### REQUIRED ACTION
Images should be omitted while the rest of the data is duplicated exactly.

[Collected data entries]
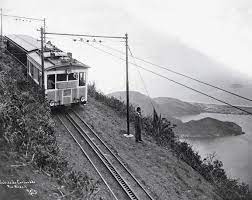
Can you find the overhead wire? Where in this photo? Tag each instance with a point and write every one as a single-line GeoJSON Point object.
{"type": "Point", "coordinates": [180, 74]}
{"type": "Point", "coordinates": [171, 80]}
{"type": "Point", "coordinates": [141, 77]}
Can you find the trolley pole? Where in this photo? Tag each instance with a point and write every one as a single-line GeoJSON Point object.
{"type": "Point", "coordinates": [42, 60]}
{"type": "Point", "coordinates": [127, 84]}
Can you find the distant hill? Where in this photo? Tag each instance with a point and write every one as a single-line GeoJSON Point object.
{"type": "Point", "coordinates": [168, 107]}
{"type": "Point", "coordinates": [146, 104]}
{"type": "Point", "coordinates": [171, 108]}
{"type": "Point", "coordinates": [208, 127]}
{"type": "Point", "coordinates": [176, 107]}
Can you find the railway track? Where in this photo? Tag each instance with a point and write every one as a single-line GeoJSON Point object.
{"type": "Point", "coordinates": [120, 181]}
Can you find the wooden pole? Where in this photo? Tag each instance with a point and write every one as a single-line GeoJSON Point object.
{"type": "Point", "coordinates": [127, 84]}
{"type": "Point", "coordinates": [42, 60]}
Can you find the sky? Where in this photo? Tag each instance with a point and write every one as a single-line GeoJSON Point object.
{"type": "Point", "coordinates": [210, 40]}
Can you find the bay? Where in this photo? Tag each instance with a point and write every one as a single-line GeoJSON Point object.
{"type": "Point", "coordinates": [234, 151]}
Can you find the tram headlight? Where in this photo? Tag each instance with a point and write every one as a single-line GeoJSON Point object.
{"type": "Point", "coordinates": [51, 103]}
{"type": "Point", "coordinates": [82, 99]}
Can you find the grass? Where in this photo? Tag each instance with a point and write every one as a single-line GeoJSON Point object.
{"type": "Point", "coordinates": [162, 131]}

### EXERCISE OUTPUT
Can you find the overhead wire? Where in this photo? Tag each instance with a point and write every one as a single-line GeoJSON Point object.
{"type": "Point", "coordinates": [180, 74]}
{"type": "Point", "coordinates": [171, 80]}
{"type": "Point", "coordinates": [141, 77]}
Can you find the trolley pole? Where in this photo? Tag each instance with a point and write every one as a single-line GeoJSON Point object.
{"type": "Point", "coordinates": [42, 60]}
{"type": "Point", "coordinates": [127, 84]}
Can you find the distant hill? Where in this photo? Tag each instance with a point and write every one as a single-line GeoJSON Point object.
{"type": "Point", "coordinates": [168, 107]}
{"type": "Point", "coordinates": [146, 104]}
{"type": "Point", "coordinates": [171, 108]}
{"type": "Point", "coordinates": [208, 127]}
{"type": "Point", "coordinates": [176, 107]}
Can you find the railway track? Where in this photo? Tag each instance with a point and write every one as a single-line GeoJSON Point object.
{"type": "Point", "coordinates": [120, 181]}
Can you find the wooden pole? Where in this photo? Tag each instance with a point and write every one as a single-line GeoJSON Point object.
{"type": "Point", "coordinates": [127, 84]}
{"type": "Point", "coordinates": [42, 60]}
Can you find the sky? Where in this photo? Tag each instance with a point and write every one as a single-line GeoJSON Point object.
{"type": "Point", "coordinates": [210, 40]}
Can you find the bay? Where in this photo? Tag each instance with a point and write every one as a single-line GeoJSON Point object.
{"type": "Point", "coordinates": [234, 151]}
Can you find the tram headlight? Where in this photo? Tag each instance with a point and write every one as a single-line GeoJSON Point object.
{"type": "Point", "coordinates": [51, 103]}
{"type": "Point", "coordinates": [82, 99]}
Can you find the grass? Where in this photo? Tag each instance with a point and write every one as a single-line GeoJSON Point object.
{"type": "Point", "coordinates": [162, 131]}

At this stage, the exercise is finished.